> **Written exercise**: Rewrite the entries below from the line that has "Challenge: find every instance of large" through the line that has "[0, 6, 240, 160]", both included, keeping the lines that ask for boxes unchanged. Scale each box coordinate by 1.75 and round it to a whole number, with halves rounded up.

> **Supplied material**:
+---+

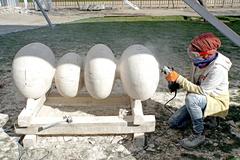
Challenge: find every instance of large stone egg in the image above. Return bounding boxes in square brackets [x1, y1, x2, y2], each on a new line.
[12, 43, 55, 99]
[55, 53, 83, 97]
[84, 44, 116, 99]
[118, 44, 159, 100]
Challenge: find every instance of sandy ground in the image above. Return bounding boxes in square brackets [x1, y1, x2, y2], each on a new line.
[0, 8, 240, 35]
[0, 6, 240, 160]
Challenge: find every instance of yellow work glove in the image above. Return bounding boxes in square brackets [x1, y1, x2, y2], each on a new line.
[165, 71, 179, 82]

+---+

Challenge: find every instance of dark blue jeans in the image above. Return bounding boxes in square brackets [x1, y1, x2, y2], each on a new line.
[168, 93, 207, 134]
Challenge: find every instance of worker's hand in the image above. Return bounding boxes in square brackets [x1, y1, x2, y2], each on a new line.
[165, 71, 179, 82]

+---+

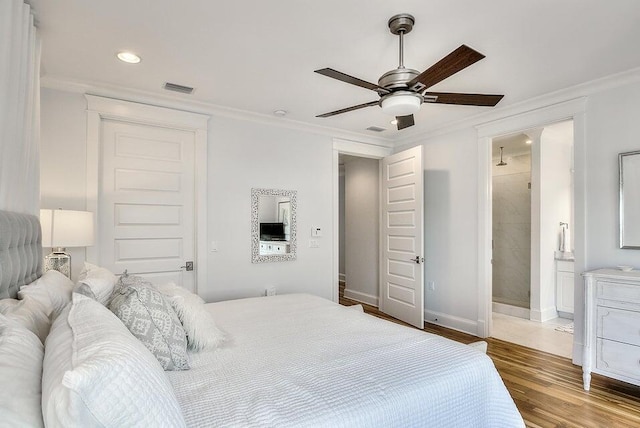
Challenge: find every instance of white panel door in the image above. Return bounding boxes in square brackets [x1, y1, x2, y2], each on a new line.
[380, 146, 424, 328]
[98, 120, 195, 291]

+---+

> **Complete response**:
Challenge: find every instance of large stone egg in the image above. Return bounding boxes in square brackets [x1, y1, x2, y2], each on a new line.
[21, 75, 96, 173]
[96, 93, 145, 170]
[147, 77, 203, 173]
[207, 77, 278, 175]
Challenge: find every instance of sandy ground in the image above. Return bounding boxes in square brackets [x1, y1, x2, y2], each on a new line.
[0, 14, 420, 61]
[0, 11, 420, 280]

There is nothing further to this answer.